▶ Problem 1: List every section label (numbers and lettered sub-items) that heads a part of the vessel sale agreement excerpt below.

▶ Excerpted text:

================

9.2 | Upon signature of this Agreement and fulfilment of the conditions in Clauses 9.1(a), the obligations on the Sellers to procure the sale of and the obligations of the Buyers to purchase the Six Fleet Vessels are absolute and unconditional save as described in the relevant MOAs, PROVIDED ALWAYS that the MOAs in respect of the Six Fleet Vessels shall not become final and binding until after the passing of the requisite resolutions at the Extraordinary General Meeting of the Unitholders of the Sellers due to be held on 13 March 2017. The Deposits in respect of the Six Fleet Vessels shall be paid within three (3) Banking Days of the satisfaction of the conditions in Clauses 9.1(a) above (subject to the other conditions contained in the MOAs). |
9.3 | The Sellers warrant that they have obtained irrevocable and unconditional undertakings in favour of the Sellers from the requisite majority of Unitholders to vote in favour of the Resolutions at the Extraordinary General meeting arranged for 13th March 2017 approving the proposed sale of the Six Fleet and authorising the Sellers to exercise all powers to give effect to the same. The Sellers further warrant to and undertake with the Buyers that they will use all reasonable endeavours to procure that the respective Unitholders comply with the said undertakings in order to enable the sale of the Six Fleet to the Buyers to proceed as contemplated in this Agreement and the MOAs. The Sellers further warrant that they shall use all reasonable endeavours to ensure that no delay or other impediment arises which could prevent the said Extraordinary General Meeting taking place as contemplated in this Agreement. |
10 | conditions relating to the THree fleet |
10.1 | The Buyers' obligation to consummate the transactions contemplated by this Agreement in relation to each Vessel in the Three Fleet is subject to: |
(a) | Condition of Uninspected Vessels and Spares |
The Sellers having provided to the Buyers in relation to the two Three Fleet Vessels in respect of which a physical inspection has been waived pursuant to the respective MOA, a letter of warranty in the form set out in Appendix 4 that each such Vessel has been maintained in accordance with the same maintenance policy as the Vessels in the Three Fleet which have been inspected by the Buyers.

================

▶ Problem 2: Copy out every row of Block 1, from the category line through the last point, without altering anything.

================

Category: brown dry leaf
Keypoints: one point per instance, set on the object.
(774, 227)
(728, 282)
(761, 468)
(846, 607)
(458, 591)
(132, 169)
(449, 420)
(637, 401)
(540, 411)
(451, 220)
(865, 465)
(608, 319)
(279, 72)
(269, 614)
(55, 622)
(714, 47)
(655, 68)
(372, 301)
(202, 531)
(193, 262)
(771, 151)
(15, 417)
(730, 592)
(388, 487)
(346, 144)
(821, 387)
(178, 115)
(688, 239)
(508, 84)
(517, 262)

================

▶ Written reply 1: 9.2, 9.3, 10, 10.1, (a)

▶ Written reply 2:
Category: brown dry leaf
Keypoints: one point per instance, set on the object.
(774, 227)
(728, 282)
(761, 468)
(846, 607)
(458, 591)
(132, 169)
(449, 420)
(637, 401)
(540, 411)
(451, 220)
(865, 465)
(608, 319)
(279, 72)
(269, 614)
(55, 622)
(714, 47)
(655, 68)
(372, 301)
(202, 531)
(193, 262)
(771, 151)
(15, 417)
(730, 592)
(388, 487)
(346, 144)
(821, 387)
(178, 115)
(688, 239)
(508, 84)
(517, 262)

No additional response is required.